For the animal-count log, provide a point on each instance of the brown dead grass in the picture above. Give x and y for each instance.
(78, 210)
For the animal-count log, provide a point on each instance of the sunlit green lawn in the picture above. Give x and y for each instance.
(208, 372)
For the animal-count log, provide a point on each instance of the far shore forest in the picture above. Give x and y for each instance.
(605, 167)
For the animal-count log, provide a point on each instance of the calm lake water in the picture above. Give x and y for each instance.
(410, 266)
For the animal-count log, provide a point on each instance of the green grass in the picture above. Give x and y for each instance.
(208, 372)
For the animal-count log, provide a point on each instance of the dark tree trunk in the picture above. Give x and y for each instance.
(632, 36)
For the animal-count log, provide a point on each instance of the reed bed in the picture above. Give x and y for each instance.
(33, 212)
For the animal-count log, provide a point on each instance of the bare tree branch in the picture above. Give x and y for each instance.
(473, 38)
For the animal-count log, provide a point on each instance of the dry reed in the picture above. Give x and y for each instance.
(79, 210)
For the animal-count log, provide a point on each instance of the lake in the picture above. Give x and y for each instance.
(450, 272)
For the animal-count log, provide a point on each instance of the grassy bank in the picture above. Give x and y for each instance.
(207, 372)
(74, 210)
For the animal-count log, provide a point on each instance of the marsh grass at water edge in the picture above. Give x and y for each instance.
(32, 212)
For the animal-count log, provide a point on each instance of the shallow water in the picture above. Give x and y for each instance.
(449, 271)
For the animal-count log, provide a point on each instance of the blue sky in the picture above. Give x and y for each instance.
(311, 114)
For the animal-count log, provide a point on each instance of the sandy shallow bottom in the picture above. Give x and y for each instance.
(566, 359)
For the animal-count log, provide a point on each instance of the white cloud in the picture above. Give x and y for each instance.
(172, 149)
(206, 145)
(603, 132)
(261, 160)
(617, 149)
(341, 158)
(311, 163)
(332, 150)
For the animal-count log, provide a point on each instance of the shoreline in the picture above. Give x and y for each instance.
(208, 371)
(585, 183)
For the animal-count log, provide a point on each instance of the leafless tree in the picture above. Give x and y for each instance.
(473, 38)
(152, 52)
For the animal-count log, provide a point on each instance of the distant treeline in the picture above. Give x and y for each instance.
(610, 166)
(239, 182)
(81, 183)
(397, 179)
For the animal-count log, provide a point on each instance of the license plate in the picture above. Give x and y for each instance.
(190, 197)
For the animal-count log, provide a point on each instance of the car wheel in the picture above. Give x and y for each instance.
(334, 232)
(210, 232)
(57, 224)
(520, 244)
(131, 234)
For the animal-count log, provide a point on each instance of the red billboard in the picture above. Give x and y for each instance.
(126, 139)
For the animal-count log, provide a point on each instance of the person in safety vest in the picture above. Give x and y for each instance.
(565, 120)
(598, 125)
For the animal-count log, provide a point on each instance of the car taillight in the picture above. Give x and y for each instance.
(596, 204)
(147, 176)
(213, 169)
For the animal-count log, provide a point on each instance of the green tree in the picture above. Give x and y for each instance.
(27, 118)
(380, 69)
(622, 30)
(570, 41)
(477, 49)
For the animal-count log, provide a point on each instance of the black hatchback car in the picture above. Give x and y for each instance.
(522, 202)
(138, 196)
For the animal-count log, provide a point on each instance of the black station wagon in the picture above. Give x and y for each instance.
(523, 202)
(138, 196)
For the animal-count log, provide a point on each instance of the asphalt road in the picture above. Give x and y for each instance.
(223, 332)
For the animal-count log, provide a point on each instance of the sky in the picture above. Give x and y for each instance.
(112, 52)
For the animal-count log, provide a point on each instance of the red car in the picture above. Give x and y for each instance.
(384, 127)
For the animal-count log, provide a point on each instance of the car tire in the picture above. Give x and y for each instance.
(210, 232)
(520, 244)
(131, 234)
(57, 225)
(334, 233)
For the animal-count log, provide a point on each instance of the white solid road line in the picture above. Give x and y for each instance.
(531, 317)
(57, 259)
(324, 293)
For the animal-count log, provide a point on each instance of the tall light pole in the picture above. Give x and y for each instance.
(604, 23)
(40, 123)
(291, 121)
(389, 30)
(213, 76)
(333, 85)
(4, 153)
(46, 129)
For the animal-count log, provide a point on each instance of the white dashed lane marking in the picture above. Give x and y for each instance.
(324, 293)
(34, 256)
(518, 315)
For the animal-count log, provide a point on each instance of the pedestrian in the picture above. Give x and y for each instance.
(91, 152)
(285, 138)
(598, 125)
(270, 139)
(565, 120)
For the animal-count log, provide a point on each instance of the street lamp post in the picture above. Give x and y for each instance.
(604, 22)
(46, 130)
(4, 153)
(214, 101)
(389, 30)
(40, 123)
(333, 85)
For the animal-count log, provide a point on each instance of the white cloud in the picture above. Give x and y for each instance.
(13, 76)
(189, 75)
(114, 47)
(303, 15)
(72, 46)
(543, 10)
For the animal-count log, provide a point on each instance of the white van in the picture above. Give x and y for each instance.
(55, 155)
********************
Set down the data above once more so that nothing differs from the original.

For the animal-count log, provide a point on each instance of the brown dead grass in the picture above. Give x and y for each instance.
(78, 210)
For the animal-count log, provide a point on each instance of the sunlit green lawn in the picture above. Give x and y for each instance.
(208, 372)
For the animal-count log, provide a point on each instance of the far shore forest in the picture above. Give x and y for each instance.
(605, 167)
For the animal-count log, provide a point on each instance of the calm lake water in the picture above. Give x and y for each instance.
(410, 266)
For the animal-count log, provide a point on each instance of the green grass in the picture above. Give x and y for each instance.
(208, 372)
For the animal-count log, provide a point on each instance of the dark tree trunk in the picture above. Give x and y for each instance.
(632, 36)
For the animal-count log, provide a point on each instance of the reed bed in the picture above. Give x and y for each instance.
(33, 212)
For the animal-count log, provide a point on each instance of the bare tree branch in the picture above. Give x and y for each instance.
(473, 38)
For the animal-count log, provide a point on each instance of the dry reed in the picture above. Give x and y for each instance.
(79, 210)
For the animal-count log, provide a point on each instance of the lake in the picture above. Give x and y for each instance.
(450, 272)
For the animal-count log, provide a point on each instance of the grassy bank in the picture above. Give x and y for each instance.
(207, 372)
(74, 210)
For the animal-count log, provide a point on each instance of the marsh grass at water edge in the picture above. Give x and y for each instance.
(32, 212)
For the animal-count log, provide a point on each instance of the shallow water in the picture above. Give x and y for each instance.
(449, 271)
For the animal-count log, provide a point on each instance of the blue sky in the picture above. Give x and y for each instance.
(311, 114)
For the animal-count log, provide a point on each instance of the sandy shallow bottom in the picture above. Give x and y for each instance.
(566, 359)
For the animal-count log, provide a point on each instance of the white cloud in the picture above. Give x and y for each instance.
(172, 149)
(206, 145)
(603, 132)
(261, 160)
(617, 149)
(341, 158)
(311, 163)
(332, 150)
For the animal-count log, provide a point on each instance of the shoreline in the picture above. Give x and y for each instance.
(208, 371)
(585, 183)
For the animal-count log, provide a point on each instance of the leafless tree in the picture above. Give x and y for each instance.
(473, 38)
(152, 52)
For the animal-count log, provide a point on each instance of the distant treeline in the picture above. Give x and y for each instance.
(610, 166)
(239, 182)
(81, 183)
(397, 179)
For the animal-count log, provide a point on each instance of the license plate in the picture above. Give x and y for each instance.
(190, 197)
For the animal-count log, provide a point on each instance of the car wheel in the picture above. Give x and y for each instance.
(334, 232)
(210, 232)
(57, 224)
(520, 244)
(131, 234)
For the animal-count log, provide a point on each instance of the red billboard in the picture above. Give x and y for each instance.
(126, 139)
For the animal-count log, provide a point on each instance of the person in safety vest in the picture above. Give x and y for each instance.
(565, 120)
(598, 125)
For the animal-count log, provide a point on each instance of the car taillight in the picture above. Give x and y for each instance.
(596, 204)
(147, 176)
(213, 169)
For the animal-count log, provide a point on each instance of the green tree in the picture above. Give x and y for each instance.
(27, 118)
(380, 69)
(622, 30)
(570, 41)
(477, 49)
For the animal-count log, provide a point on each instance of the black hatchback car in the picture above. Give x and y for each instance.
(522, 202)
(138, 196)
For the animal-count log, provide a point on each instance of the black station wagon in the picture above. Give x and y for each instance.
(523, 202)
(138, 196)
For the animal-count log, provide a point on each instance of the asphalt road in the picture above. Give x and y for each instance.
(223, 332)
For the animal-count log, provide a point on each instance of the sky in the picture above. Give x and y for each instance.
(112, 52)
For the animal-count log, provide a point on each instance of the red car in the picture above. Give x and y for each instance.
(384, 127)
For the animal-count log, provide a point on each instance of the car tire in the picture above. Give x and y for each instance.
(210, 232)
(520, 244)
(131, 234)
(57, 225)
(334, 233)
For the animal-count log, provide a point on each instance of the white solid road line in the picture above. Give x and y for each instance.
(531, 317)
(57, 259)
(324, 293)
For the animal-count log, provide a point on each instance of the tall light pole in the picture above. Give x and y for each instance.
(604, 23)
(40, 123)
(291, 121)
(389, 30)
(213, 76)
(333, 85)
(4, 153)
(46, 129)
For the animal-count log, provide a point on each instance of the white dashed lane marking in the picture above. Give x and y for each instance.
(324, 293)
(34, 256)
(518, 315)
For the animal-count log, provide a point on each instance of the pedestrian in the picture above. Give x and y for each instance.
(91, 152)
(285, 138)
(598, 125)
(270, 139)
(565, 120)
For the animal-count log, provide a point on each instance of the street lamp post in the picture above. Give x and y for each instance.
(604, 22)
(46, 130)
(4, 153)
(214, 101)
(389, 30)
(40, 123)
(333, 85)
For the animal-count log, provide a point on each instance of the white cloud in the picture above. Give x and y for each instance.
(13, 76)
(189, 75)
(114, 47)
(303, 15)
(72, 46)
(543, 10)
For the animal-count log, provide a point on each instance of the white van in the picture above. Give x and y for each instance.
(55, 155)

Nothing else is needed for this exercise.